* BEGIN PROVIDED RECORDS *

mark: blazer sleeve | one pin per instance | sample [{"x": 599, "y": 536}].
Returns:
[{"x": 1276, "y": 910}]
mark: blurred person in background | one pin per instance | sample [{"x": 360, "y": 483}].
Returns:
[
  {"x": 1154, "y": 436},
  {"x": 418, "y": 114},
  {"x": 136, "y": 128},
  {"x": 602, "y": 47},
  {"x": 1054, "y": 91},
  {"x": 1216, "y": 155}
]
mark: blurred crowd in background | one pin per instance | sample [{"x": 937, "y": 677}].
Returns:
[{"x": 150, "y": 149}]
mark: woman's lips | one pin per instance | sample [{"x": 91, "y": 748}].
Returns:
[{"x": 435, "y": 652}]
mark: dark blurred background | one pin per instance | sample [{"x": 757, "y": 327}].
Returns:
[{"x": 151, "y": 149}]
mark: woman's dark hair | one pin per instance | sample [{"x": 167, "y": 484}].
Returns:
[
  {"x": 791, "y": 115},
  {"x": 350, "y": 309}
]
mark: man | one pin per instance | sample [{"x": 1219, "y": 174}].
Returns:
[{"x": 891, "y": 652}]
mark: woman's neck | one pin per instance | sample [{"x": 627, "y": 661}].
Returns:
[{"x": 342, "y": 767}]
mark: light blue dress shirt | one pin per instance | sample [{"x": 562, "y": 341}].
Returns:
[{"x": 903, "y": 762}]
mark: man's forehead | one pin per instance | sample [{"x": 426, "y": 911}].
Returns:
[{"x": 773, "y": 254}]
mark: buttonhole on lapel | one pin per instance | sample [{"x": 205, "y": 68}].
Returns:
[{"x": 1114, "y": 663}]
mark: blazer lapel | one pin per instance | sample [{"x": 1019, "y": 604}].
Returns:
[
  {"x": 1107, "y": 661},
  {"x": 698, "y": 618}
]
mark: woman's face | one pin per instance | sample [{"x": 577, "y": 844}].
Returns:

* END PROVIDED RECORDS *

> **TASK INSTRUCTIONS**
Your task is to repeat the data exactly, with nothing left out.

> **RESPONSE TO THIS EXERCISE**
mark: blazer sleeve | one pin per instance | sample [{"x": 599, "y": 536}].
Returns:
[{"x": 1276, "y": 910}]
mark: blurred person in background | one pin per instance | sample [{"x": 360, "y": 483}].
Returns:
[
  {"x": 1154, "y": 436},
  {"x": 418, "y": 114},
  {"x": 136, "y": 128},
  {"x": 602, "y": 47},
  {"x": 1054, "y": 91},
  {"x": 1216, "y": 155}
]
mark: blurred crowd in background | one pin per instance | sample [{"x": 937, "y": 677}].
Returns:
[{"x": 150, "y": 149}]
mark: woman's lips | one pin per instance | sample [{"x": 91, "y": 748}].
Returns:
[{"x": 435, "y": 652}]
mark: dark blurred background | one pin per instance | sample [{"x": 757, "y": 327}].
Returns:
[{"x": 151, "y": 149}]
mark: woman's dark hair | one pin per instance | sample [{"x": 167, "y": 484}].
Returns:
[
  {"x": 791, "y": 115},
  {"x": 350, "y": 309}
]
mark: man | one pin per instance | sample [{"x": 1219, "y": 174}].
Returns:
[{"x": 891, "y": 652}]
mark: woman's neck | one pin per instance | sample [{"x": 627, "y": 661}].
Returns:
[{"x": 342, "y": 767}]
mark: light blue dress shirt | one pin per instance | sample [{"x": 562, "y": 341}].
Returns:
[{"x": 903, "y": 762}]
mark: man's forehead | one pin per instance | sample [{"x": 426, "y": 911}].
Returns:
[{"x": 773, "y": 254}]
mark: buttonhole on lapel | one pin per instance | sample [{"x": 205, "y": 68}].
Returns:
[{"x": 1114, "y": 663}]
mark: blazer lapel | one pin per instance | sample [{"x": 1019, "y": 604}].
Returns:
[
  {"x": 1107, "y": 661},
  {"x": 698, "y": 618}
]
mark: woman's face | one pin per instance | sample [{"x": 577, "y": 844}].
Returns:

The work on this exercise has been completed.